Problem requirements:
Count the lines in the records below that contain the string "curtain", matching case exactly, and give only the number.

Raw records:
- - - - -

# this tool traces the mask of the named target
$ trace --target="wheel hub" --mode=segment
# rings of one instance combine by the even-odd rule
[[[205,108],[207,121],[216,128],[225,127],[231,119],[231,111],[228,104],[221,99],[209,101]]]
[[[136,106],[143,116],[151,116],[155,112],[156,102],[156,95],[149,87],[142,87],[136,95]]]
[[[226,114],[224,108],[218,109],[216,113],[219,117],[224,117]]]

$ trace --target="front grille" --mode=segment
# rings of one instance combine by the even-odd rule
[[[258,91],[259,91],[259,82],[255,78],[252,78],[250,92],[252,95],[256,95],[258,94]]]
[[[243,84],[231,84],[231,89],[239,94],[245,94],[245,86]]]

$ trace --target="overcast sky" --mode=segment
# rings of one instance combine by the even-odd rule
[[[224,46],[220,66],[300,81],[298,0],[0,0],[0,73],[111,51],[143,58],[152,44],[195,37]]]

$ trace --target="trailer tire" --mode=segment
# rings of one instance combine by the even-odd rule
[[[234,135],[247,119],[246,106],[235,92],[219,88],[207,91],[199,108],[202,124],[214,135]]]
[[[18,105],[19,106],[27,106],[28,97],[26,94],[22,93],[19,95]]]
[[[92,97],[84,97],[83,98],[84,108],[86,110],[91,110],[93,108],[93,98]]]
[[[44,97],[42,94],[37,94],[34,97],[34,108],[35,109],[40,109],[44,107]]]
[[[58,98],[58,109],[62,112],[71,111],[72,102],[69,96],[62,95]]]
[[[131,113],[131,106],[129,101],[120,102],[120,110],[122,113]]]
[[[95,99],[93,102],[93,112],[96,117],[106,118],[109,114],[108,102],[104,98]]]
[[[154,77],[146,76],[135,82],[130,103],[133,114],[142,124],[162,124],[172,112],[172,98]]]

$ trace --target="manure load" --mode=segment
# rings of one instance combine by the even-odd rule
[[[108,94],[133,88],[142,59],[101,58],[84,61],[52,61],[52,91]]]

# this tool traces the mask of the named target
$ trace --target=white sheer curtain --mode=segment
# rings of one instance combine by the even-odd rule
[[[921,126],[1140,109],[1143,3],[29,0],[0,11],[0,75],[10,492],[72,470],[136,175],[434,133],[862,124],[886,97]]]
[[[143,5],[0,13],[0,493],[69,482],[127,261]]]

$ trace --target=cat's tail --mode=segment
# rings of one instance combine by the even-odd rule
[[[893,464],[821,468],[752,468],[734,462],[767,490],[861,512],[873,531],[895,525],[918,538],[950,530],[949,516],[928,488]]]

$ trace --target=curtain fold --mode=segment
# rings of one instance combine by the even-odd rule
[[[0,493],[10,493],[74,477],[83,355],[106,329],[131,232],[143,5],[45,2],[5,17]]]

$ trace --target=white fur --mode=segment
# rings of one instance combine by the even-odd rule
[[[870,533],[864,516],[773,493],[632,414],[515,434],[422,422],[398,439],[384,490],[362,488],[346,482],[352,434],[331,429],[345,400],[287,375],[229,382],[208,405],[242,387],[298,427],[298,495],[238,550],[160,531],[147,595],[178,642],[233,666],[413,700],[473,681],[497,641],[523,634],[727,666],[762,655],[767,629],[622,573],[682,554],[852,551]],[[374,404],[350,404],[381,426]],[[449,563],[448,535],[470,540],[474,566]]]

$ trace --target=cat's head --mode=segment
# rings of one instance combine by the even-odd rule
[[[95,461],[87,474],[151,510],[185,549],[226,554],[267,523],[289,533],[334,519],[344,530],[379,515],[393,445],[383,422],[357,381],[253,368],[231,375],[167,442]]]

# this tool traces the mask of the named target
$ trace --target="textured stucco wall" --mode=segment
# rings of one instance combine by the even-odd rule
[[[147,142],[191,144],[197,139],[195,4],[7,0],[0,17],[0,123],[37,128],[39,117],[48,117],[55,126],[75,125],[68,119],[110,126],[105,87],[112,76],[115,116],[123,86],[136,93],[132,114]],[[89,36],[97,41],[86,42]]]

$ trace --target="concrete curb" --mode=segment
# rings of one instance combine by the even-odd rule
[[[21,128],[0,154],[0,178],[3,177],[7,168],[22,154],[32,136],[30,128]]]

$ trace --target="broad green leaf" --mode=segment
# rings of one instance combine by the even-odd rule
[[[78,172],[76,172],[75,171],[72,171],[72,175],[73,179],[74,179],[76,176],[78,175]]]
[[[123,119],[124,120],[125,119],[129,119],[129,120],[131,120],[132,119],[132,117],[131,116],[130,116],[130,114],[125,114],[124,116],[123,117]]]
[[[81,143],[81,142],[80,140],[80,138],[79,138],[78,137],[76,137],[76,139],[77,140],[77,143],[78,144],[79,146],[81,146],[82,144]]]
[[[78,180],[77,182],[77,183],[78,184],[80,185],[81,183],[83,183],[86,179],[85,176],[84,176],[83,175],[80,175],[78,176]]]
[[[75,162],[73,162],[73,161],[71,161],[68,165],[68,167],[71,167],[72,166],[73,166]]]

- - - - -

Solution to this task:
2